- INSTRUKSI YANG DIBERIKAN 1
Identifikasi lalu salin setiap baris data di bawah yang memuat kata "shark". Huruf besar dan kecil dibedakan.

- TEKS YANG DIBERIKAN
+===+
HARI RAYA IDUL ADHA 1441 HIJRIYAH

Gema takbir, tahmid dan tahlil berkumandang saling bersahutan memenuhi angkasa di seluruh penjuru dunia seiring hadirnya hari Raya Idul Adha. Apakah Idul Adha dipandang sebagai ritual tahunan atau diharapkan kedatangannya untuk sekadar berlibur, dinanti tibanya untuk mengenang momentum indah bersama keluarga dan sanak saudara, atau dimaknai sebagai landasan berpijak untuk refleksi diri atas semua yang telah terjadi, sembari mengambil hikmah dan pelajaran dari substansi “Hari Raya Kurban”?

Paradigma kontemporer mengarah pada pola hidup dan perilaku keberagamaan secara simbolik merupakan hasil kolaborasi pesatnya perkembangan ilmu pengetahuan dan teknologi dengan gaya hidup moderen yang serba instan dan sarat nuansa sekuler—memisahkan agama dengan kehidupan dunia.

Perintah dan larangan agama yang tertuang dalam rangkaian syari’at suci dipandang sebagai sebuah teologi (ritual) semata, menutupi kebiasaan harian yang lebih mementingkan produktivitas keduniaan dengan berjejalnya tugas dan kewajiban yang selalu mengejar untuk segera diselesaikan. Mengelabui komunitas di sekitarnya agar tetap dianggap insan yang beragama dan menjunjung tinggi nilai-nilai serta ajaran agamanya, atau supaya tetap dipandang layak hidup dan tinggal di negeri yang berdasarkan “Ketuhanan”.

Bahkan, yang lebih ironis, merasa sangat puas dan terhormat dengan menyisihkan sebagian hartanya untuk dikurbankan bagi para dhuafa, fakir miskin dan anak yatim yang ada di sekitarnya, tanpa pernah memahami dengan benar ajaran yang terkandung di dalamnya dan hikmah dari syari’at yang telah dijalankan.

Makna substansial dan keagungan Hari Raya Kurban telah tereduksi. Pembelajaran untuk mensucikan ketauhidan serta pengorbanan tak kenal batas kepada Tuhan nyaris pupus dan wisata ruhiah telah tersubstitusi dengan wisata badaniyah dengan segala atribut kecintaan terhadap dunia secara berlebihan (hubbud-dunya).
+===+
- DATA YANG DISEDIAKAN

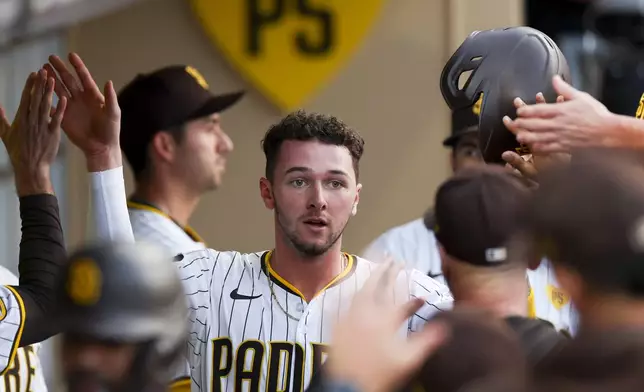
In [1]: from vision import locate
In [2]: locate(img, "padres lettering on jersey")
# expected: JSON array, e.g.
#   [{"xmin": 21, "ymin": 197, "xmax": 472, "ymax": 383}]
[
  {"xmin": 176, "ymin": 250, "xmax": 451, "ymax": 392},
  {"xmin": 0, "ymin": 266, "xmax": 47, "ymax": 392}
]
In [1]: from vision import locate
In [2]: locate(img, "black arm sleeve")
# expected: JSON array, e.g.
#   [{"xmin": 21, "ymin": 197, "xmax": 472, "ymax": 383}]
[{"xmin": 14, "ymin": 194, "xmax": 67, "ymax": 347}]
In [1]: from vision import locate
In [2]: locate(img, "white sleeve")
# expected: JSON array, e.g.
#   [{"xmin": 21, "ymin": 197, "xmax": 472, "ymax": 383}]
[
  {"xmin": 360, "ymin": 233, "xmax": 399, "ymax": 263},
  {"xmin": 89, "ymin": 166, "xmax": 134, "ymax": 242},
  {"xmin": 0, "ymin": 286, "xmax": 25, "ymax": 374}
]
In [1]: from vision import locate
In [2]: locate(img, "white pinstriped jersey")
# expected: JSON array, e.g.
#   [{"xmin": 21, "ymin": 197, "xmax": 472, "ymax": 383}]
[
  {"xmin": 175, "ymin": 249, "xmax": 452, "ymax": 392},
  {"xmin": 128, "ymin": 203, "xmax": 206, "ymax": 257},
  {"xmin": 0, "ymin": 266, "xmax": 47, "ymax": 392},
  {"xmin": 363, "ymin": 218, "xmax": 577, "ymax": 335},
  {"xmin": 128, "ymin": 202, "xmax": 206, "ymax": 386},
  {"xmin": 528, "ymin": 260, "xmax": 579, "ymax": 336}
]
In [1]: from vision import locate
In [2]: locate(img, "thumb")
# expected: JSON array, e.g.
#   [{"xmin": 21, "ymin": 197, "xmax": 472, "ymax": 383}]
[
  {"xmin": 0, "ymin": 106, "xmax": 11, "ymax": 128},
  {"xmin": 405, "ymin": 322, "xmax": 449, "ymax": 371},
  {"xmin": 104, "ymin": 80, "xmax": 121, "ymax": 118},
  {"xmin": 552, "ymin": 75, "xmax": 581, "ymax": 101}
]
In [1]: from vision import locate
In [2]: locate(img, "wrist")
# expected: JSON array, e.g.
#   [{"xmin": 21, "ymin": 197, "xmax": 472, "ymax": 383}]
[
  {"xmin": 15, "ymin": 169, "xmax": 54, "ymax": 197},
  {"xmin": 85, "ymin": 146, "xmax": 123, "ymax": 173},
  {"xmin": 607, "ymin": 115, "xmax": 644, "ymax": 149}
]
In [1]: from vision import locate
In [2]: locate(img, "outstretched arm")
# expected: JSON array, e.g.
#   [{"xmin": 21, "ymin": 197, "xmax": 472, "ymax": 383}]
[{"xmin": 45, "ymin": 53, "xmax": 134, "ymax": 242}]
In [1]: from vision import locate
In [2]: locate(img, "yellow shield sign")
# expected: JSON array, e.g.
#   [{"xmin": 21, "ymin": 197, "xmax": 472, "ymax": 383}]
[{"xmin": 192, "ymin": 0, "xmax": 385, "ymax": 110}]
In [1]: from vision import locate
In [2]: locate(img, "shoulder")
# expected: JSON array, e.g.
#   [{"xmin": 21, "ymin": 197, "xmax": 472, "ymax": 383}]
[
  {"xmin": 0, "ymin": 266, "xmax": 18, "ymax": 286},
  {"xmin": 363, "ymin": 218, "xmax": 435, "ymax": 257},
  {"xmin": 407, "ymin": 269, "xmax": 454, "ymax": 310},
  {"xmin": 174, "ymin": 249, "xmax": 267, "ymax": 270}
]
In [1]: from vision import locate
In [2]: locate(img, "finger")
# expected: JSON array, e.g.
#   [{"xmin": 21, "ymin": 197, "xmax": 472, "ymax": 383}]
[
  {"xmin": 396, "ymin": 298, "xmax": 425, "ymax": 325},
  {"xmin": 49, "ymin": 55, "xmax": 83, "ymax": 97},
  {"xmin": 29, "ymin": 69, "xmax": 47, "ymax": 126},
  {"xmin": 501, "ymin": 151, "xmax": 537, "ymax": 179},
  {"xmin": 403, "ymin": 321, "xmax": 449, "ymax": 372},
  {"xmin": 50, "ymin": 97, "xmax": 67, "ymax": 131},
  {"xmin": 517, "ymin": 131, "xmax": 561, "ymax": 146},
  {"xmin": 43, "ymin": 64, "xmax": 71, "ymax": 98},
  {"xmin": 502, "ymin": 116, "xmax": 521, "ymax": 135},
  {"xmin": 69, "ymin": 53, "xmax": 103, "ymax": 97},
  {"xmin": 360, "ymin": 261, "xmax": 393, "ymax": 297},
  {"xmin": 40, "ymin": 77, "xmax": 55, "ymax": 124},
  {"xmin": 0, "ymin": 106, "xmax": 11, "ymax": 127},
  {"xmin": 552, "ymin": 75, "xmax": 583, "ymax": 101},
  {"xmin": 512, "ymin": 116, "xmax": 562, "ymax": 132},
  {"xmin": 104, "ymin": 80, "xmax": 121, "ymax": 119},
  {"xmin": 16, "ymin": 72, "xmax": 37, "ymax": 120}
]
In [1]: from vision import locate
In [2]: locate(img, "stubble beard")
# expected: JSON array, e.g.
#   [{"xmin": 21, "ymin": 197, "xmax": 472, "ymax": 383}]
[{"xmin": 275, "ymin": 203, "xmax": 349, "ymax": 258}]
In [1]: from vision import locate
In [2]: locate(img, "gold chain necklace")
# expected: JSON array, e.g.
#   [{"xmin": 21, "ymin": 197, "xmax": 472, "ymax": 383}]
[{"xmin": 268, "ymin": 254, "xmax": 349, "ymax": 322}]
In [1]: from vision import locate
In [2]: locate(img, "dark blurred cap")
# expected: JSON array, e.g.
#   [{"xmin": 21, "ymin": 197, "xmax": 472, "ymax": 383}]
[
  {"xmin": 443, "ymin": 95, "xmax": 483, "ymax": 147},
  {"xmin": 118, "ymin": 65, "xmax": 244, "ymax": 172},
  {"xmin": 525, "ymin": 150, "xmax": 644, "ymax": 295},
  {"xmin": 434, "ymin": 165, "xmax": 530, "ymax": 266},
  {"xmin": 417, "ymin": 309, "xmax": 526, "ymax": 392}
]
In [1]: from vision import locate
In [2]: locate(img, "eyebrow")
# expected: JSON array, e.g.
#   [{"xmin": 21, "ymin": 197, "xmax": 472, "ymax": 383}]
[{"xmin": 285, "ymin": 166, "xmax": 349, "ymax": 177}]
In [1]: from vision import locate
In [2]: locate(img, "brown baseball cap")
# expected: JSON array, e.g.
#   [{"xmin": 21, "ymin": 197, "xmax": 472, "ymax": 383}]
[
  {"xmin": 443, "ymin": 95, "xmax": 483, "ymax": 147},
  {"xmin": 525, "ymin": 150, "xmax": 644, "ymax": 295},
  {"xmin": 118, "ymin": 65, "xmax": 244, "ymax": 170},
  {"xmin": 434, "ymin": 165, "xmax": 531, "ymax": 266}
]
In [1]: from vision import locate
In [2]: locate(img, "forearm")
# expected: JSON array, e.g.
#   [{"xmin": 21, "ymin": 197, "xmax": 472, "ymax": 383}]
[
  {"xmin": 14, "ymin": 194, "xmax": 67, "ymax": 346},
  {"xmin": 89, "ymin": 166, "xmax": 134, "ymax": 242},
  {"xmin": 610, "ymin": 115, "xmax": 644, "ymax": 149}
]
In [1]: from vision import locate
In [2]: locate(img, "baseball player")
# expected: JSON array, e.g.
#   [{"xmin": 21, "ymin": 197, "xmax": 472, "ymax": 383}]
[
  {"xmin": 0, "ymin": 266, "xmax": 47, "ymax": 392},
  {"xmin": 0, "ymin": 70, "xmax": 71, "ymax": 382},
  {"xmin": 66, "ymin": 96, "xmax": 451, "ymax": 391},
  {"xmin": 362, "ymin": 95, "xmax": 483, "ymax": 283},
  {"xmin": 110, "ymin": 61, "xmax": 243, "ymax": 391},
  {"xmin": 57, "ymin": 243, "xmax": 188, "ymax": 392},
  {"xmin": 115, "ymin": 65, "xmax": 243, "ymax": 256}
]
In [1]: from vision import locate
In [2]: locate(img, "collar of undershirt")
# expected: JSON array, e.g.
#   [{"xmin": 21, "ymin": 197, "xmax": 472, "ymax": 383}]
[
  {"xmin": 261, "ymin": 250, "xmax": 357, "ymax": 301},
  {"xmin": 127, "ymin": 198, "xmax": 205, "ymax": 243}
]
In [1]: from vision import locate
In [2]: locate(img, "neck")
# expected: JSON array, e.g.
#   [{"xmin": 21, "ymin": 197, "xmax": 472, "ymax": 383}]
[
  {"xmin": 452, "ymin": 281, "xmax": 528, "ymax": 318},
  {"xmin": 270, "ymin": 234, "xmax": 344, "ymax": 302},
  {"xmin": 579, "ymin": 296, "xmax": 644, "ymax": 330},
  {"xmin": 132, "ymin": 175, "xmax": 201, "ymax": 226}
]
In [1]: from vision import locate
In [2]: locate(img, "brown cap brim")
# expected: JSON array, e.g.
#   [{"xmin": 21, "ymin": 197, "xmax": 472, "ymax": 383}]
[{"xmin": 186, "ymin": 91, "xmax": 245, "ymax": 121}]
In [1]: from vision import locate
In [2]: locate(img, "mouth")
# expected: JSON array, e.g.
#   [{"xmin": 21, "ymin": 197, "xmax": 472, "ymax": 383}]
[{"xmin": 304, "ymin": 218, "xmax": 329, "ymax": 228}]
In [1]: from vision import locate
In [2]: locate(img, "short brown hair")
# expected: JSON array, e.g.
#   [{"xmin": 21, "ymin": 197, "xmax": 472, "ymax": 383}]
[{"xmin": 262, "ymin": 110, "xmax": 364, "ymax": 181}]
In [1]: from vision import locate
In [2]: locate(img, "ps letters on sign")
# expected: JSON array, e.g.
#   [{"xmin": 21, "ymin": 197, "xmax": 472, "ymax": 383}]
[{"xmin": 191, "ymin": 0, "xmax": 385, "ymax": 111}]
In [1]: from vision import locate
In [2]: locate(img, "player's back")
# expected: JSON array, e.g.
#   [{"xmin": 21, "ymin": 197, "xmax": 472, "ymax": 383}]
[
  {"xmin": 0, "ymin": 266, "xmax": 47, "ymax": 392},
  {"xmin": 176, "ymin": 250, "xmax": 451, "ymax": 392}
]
+===+
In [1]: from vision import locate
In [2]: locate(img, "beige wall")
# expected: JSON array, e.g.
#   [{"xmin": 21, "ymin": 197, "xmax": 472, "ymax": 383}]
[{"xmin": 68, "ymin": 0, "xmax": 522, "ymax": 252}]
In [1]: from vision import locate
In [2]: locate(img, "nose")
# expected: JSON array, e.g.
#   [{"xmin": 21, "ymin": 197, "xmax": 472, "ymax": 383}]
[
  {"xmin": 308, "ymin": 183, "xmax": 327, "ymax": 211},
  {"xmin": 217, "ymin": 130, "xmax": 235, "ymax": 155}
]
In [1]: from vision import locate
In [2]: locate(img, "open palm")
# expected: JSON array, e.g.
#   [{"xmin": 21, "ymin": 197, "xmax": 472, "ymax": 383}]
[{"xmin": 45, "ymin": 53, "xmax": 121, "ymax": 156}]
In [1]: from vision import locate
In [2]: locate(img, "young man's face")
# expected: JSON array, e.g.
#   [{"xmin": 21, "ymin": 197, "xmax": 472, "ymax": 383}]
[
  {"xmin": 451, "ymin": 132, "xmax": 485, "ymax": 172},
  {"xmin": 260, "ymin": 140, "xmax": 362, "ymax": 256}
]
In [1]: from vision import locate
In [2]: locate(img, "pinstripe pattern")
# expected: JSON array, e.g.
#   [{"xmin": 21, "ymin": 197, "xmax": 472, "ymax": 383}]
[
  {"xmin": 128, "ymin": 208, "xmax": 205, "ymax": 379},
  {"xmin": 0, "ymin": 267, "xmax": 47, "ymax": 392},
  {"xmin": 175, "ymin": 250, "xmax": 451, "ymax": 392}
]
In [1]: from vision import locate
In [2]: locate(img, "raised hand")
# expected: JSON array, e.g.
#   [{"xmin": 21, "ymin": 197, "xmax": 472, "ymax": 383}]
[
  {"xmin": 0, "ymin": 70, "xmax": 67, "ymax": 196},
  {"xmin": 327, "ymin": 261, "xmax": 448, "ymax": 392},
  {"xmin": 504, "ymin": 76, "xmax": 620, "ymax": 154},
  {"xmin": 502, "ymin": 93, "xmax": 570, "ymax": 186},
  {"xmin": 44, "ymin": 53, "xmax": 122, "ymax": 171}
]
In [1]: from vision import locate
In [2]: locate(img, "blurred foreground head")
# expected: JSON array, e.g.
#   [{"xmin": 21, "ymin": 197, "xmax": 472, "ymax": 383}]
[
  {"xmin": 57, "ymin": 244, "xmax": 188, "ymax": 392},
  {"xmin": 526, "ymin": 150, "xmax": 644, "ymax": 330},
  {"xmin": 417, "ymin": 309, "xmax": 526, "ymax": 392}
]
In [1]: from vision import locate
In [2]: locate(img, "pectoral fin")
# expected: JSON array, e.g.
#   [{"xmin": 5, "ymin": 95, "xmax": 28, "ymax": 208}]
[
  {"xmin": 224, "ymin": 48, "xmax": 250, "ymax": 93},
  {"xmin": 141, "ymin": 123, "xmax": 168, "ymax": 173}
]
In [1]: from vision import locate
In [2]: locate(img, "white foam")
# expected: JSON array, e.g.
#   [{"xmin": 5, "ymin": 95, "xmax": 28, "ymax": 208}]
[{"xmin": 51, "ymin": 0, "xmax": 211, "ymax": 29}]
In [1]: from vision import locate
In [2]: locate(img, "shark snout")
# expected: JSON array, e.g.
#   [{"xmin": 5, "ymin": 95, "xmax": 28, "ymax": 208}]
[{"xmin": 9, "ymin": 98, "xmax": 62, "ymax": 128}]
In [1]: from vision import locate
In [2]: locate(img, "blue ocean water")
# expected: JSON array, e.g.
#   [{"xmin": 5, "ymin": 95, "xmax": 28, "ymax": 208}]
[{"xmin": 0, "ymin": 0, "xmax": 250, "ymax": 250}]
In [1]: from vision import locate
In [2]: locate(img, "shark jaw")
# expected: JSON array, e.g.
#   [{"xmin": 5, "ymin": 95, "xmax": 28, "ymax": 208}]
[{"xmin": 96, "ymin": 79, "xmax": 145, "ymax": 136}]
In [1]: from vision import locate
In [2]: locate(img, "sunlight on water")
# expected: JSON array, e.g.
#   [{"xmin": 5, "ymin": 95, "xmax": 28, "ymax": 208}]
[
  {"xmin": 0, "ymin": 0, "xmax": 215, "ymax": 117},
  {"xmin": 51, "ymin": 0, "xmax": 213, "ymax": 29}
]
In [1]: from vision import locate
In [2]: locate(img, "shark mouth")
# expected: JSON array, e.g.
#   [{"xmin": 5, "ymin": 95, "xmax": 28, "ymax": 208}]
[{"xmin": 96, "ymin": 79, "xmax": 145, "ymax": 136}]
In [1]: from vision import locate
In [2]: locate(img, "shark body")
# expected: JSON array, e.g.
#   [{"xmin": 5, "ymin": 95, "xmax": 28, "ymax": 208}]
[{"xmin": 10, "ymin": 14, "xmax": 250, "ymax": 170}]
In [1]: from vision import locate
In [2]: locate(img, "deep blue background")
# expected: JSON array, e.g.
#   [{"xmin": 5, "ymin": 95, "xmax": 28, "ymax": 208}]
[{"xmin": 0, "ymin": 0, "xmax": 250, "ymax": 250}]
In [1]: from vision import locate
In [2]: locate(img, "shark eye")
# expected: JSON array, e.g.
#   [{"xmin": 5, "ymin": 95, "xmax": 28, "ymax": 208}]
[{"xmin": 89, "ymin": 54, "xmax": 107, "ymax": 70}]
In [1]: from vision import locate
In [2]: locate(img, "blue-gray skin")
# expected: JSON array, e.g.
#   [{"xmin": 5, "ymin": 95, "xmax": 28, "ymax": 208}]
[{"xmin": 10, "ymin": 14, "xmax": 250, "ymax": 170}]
+===+
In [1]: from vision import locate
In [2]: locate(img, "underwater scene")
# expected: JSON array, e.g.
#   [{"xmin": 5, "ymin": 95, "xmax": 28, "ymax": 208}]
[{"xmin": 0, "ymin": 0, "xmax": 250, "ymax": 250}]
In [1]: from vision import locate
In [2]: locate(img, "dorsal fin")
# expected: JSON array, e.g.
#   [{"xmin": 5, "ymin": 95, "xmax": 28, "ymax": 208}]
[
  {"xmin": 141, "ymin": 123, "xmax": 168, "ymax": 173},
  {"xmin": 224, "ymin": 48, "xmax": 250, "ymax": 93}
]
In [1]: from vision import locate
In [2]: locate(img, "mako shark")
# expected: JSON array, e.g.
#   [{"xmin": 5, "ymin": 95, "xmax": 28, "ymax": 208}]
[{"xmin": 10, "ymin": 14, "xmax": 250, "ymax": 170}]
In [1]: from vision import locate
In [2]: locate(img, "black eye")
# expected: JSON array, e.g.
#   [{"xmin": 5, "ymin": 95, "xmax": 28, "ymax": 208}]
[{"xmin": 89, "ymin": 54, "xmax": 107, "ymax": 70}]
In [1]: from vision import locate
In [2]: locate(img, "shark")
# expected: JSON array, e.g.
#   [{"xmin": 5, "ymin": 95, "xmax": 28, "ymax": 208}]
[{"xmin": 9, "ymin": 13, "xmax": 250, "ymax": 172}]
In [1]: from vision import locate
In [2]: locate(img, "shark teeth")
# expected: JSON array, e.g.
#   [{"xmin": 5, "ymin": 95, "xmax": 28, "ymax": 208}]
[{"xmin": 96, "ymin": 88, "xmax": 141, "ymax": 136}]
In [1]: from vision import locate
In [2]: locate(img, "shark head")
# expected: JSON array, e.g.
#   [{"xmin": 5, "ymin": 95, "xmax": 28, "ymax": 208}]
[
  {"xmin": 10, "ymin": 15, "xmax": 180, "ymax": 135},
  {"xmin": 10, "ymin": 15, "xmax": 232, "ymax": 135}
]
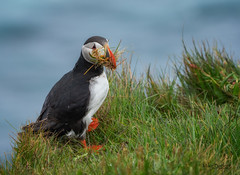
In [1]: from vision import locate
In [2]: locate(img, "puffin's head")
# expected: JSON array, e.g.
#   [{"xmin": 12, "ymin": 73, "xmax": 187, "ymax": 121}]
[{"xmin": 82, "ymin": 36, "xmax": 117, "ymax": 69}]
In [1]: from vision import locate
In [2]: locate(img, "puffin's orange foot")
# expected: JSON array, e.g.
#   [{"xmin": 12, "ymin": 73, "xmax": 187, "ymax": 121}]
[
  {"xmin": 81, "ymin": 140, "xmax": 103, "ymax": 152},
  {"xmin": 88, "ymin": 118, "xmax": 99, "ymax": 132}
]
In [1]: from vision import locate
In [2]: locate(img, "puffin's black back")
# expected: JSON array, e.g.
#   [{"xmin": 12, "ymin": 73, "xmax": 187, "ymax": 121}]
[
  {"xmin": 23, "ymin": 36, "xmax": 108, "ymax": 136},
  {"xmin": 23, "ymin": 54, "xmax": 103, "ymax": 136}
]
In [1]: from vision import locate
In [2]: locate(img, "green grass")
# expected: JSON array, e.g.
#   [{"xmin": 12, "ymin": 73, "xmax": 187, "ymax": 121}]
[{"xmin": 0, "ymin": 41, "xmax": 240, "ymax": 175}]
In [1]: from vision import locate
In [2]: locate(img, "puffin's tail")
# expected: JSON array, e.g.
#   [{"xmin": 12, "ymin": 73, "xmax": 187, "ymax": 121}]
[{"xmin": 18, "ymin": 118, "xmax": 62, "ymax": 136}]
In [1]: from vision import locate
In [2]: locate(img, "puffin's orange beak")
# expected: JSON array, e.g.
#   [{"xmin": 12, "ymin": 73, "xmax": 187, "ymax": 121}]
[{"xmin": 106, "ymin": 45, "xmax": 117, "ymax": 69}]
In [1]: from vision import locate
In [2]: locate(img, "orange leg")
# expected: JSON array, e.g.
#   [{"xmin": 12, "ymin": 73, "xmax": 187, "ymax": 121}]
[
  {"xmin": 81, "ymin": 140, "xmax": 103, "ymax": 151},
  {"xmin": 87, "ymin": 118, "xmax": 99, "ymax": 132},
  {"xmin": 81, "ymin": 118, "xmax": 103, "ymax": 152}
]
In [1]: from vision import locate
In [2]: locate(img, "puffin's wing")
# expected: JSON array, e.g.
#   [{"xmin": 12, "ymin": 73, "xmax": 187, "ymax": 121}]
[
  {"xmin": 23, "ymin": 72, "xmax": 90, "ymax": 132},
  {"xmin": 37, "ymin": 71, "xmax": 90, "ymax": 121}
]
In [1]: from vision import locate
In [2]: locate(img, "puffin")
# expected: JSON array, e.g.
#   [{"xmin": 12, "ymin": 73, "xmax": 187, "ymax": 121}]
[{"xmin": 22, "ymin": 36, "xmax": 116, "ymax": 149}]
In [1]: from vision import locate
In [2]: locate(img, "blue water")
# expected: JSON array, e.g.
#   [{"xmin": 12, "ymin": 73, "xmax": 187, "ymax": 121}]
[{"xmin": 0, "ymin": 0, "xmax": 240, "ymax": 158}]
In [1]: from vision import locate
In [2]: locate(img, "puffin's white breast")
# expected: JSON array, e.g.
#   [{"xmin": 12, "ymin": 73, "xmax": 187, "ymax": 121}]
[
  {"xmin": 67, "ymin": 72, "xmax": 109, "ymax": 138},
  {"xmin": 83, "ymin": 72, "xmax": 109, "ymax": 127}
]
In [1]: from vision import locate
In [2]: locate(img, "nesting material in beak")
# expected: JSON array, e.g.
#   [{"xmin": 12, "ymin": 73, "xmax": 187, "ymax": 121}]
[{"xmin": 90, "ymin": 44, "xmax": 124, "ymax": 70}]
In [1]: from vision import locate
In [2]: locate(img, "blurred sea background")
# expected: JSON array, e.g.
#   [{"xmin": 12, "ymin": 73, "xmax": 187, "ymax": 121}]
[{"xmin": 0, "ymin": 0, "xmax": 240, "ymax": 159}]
+===+
- INSTRUKSI YANG DIBERIKAN 2
Sebutkan semua golongan penerima hewan kurban yang disebut dalam teks tentang Hari Raya Idul Adha di atas.

- HASIL TUGAS 1
In [2]: locate(img, "shark snout")
In [2]: locate(img, "shark jaw")
In [2]: locate(img, "shark mouth")
In [2]: locate(img, "shark body")
In [2]: locate(img, "shark eye")
In [2]: locate(img, "mako shark")
In [2]: locate(img, "shark")
In [2]: locate(img, "shark teeth")
In [2]: locate(img, "shark head")

- HASIL TUGAS 2
Penerima kurban yang disebut adalah para dhuafa, fakir miskin, dan anak yatim.